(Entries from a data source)

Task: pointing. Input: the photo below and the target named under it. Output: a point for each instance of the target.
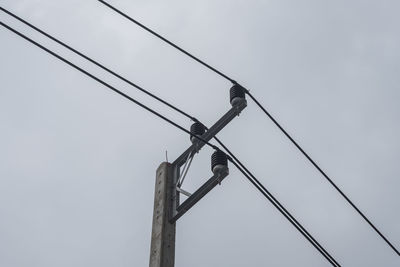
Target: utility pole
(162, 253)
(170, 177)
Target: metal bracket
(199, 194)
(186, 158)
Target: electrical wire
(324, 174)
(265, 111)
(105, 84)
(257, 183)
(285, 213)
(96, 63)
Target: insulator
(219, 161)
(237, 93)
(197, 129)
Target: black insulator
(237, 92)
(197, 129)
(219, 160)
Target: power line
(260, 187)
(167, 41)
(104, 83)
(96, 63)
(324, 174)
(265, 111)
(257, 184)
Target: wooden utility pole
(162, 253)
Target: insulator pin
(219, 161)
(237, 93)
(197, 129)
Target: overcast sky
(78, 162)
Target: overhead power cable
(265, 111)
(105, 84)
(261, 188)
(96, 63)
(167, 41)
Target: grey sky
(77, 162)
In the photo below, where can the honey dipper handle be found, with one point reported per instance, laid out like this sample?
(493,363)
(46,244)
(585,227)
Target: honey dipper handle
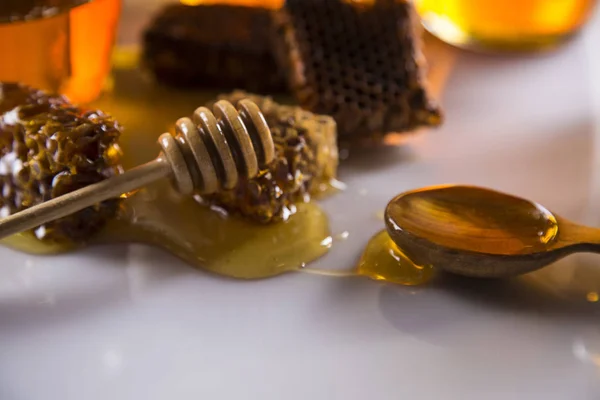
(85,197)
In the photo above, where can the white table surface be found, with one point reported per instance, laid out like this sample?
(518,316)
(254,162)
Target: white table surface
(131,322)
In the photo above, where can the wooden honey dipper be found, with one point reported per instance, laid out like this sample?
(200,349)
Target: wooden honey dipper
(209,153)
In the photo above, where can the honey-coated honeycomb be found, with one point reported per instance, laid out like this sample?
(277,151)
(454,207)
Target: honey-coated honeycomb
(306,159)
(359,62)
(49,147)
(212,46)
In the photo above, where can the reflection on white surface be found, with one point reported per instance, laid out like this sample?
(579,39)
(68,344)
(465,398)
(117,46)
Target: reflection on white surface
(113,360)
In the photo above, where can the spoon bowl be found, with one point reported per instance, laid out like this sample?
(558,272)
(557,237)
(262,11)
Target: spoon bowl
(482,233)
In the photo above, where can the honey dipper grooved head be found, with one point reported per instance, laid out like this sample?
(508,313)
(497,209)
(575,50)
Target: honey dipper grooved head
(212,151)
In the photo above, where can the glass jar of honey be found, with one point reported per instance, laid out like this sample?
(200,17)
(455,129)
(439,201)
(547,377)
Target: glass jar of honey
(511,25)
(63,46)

--

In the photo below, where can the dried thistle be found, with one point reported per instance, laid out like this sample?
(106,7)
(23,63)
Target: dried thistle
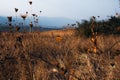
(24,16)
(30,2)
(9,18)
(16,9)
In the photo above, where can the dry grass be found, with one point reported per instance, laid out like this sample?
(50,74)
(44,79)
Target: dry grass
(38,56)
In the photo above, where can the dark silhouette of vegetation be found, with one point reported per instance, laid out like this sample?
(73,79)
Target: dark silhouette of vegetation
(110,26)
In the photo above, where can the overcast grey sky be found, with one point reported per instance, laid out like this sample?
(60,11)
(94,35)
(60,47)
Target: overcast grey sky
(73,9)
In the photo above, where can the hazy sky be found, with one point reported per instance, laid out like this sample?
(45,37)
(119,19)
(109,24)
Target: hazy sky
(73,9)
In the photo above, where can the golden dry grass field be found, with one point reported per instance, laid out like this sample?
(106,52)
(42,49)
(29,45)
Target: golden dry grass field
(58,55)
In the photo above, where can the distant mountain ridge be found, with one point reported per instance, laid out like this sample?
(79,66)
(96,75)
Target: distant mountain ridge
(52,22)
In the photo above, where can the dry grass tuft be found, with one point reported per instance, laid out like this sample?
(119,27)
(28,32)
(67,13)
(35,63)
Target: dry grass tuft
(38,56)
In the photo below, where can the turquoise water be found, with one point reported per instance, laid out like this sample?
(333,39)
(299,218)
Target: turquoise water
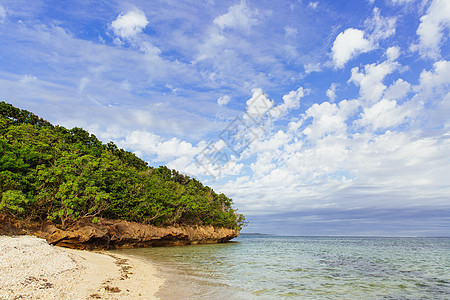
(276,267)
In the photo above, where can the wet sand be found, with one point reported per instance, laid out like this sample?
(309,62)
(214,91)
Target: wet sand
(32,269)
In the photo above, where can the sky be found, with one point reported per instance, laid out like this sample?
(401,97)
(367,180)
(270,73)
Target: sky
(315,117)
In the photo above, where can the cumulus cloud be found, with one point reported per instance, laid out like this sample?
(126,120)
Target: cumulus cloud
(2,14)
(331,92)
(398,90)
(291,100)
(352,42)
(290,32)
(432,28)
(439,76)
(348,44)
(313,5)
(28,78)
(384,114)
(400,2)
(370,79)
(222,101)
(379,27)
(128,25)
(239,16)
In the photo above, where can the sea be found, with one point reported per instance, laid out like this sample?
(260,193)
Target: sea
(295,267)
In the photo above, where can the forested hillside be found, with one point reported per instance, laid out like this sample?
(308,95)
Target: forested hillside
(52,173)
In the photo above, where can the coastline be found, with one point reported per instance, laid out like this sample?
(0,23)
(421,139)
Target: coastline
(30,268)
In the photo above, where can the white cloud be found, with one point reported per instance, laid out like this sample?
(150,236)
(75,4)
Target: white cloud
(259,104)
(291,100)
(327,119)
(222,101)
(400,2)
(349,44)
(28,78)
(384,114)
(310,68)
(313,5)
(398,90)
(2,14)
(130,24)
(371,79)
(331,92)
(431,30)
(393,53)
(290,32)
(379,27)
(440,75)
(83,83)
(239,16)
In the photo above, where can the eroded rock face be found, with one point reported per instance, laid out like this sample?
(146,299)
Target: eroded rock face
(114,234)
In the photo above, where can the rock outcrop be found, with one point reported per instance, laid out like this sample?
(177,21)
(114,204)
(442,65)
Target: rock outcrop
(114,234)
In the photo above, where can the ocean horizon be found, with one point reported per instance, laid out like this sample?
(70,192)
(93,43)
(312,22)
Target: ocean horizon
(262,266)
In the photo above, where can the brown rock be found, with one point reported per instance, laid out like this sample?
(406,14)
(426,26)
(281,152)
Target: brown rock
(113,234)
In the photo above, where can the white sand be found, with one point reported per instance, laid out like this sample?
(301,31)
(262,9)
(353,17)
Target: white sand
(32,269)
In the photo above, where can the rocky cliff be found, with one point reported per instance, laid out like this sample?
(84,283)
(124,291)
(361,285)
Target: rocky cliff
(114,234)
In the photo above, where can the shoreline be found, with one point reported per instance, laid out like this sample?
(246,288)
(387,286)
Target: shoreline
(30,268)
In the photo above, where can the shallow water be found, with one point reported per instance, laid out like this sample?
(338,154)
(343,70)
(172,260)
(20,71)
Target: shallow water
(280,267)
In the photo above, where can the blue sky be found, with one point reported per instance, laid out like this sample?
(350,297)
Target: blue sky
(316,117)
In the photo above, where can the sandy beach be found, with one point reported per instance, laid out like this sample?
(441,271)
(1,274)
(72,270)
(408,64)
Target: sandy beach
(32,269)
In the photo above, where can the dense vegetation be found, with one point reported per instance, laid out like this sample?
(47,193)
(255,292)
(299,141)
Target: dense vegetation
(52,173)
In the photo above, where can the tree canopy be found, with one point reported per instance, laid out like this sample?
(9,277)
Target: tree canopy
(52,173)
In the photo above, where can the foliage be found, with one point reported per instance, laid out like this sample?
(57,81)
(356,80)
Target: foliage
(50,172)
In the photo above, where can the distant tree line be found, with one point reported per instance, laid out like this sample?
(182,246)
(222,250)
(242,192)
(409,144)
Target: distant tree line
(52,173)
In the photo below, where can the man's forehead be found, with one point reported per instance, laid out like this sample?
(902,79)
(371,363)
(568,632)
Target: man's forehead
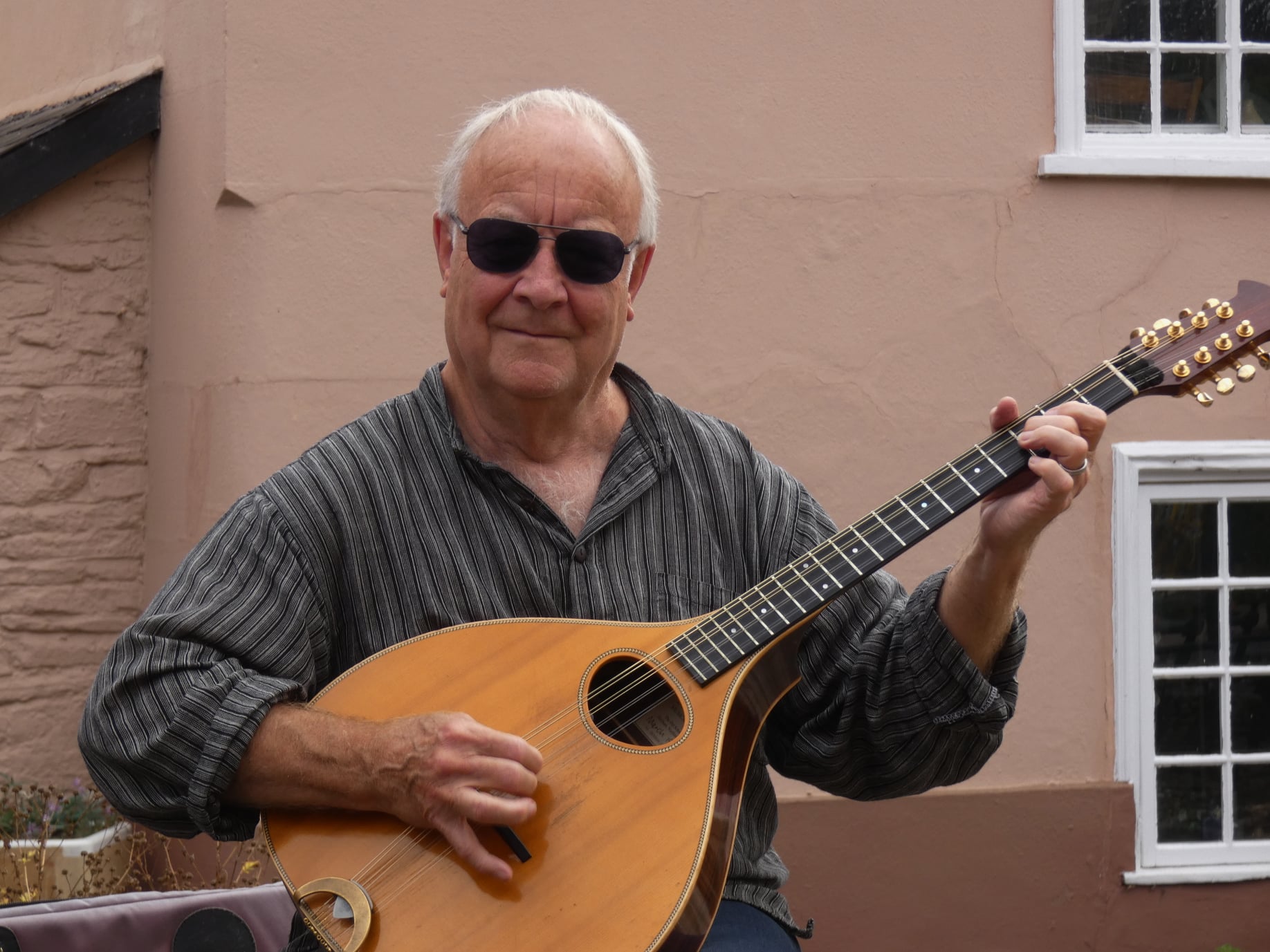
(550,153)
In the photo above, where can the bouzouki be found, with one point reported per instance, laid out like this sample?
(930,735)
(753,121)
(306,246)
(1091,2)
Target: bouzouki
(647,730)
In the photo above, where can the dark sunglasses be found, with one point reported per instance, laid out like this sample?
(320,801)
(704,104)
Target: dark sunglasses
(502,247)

--

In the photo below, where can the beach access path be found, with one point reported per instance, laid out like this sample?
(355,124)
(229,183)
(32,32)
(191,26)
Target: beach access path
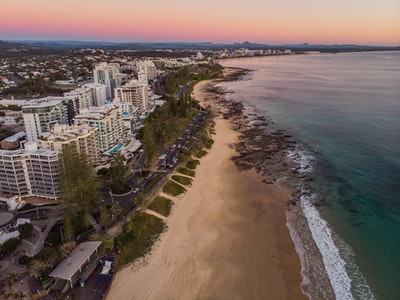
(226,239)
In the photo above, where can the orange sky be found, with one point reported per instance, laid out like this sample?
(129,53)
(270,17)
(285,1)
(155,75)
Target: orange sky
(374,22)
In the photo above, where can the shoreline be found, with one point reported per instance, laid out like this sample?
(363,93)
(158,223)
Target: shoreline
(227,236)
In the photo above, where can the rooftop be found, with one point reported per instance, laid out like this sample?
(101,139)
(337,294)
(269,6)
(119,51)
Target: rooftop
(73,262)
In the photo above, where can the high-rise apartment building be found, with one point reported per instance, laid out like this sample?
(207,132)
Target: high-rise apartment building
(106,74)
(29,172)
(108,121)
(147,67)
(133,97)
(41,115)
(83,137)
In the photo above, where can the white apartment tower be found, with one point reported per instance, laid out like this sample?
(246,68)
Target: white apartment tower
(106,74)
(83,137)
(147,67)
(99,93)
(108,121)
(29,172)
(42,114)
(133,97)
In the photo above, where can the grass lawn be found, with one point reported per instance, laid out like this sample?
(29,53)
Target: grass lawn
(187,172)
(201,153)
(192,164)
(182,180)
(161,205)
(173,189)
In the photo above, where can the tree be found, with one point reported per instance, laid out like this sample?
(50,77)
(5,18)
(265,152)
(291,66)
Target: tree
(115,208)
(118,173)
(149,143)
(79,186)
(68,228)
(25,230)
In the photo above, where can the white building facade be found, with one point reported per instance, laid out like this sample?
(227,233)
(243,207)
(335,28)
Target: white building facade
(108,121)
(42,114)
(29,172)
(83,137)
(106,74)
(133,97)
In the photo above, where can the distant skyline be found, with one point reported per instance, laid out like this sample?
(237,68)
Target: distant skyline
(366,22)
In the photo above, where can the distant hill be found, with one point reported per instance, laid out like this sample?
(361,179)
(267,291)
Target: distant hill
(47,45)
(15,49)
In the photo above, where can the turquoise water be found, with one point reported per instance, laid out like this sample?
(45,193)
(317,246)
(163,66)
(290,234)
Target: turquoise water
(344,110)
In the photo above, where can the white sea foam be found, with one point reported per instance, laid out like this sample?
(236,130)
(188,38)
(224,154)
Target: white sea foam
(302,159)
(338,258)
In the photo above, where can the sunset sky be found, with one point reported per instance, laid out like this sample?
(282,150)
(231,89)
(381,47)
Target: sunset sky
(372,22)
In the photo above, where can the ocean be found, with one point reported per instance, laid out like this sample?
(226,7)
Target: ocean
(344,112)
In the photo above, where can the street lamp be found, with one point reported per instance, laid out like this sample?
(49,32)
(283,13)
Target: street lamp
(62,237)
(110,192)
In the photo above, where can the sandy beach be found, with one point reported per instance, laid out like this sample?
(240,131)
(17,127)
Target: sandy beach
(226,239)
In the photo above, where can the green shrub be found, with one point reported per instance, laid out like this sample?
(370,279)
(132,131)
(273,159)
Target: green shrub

#### Work to be completed:
Copy the entries from the line with "In the photo above, where can the ocean be" to the line with "Target: green shrub", changing "street lamp" to "lamppost" and leaving everything else the same.

#### Solution:
In the photo above, where can the ocean be found, with one point reported per instance, laid out like this sample?
(226,7)
Target: ocean
(344,112)
In the photo above, where can the lamppost be found, with one point reported per instance, laid out like this sample?
(49,32)
(283,13)
Target: lamppost
(62,237)
(110,192)
In the photo above, where can the sandy beach be found, with one point reported per instance, laid out like this sample?
(240,131)
(17,127)
Target: sandy beach
(226,239)
In the photo above, where can the green shrub be found, with one point reported per instance, laid out like this sample?
(370,279)
(132,131)
(273,159)
Target: green shrub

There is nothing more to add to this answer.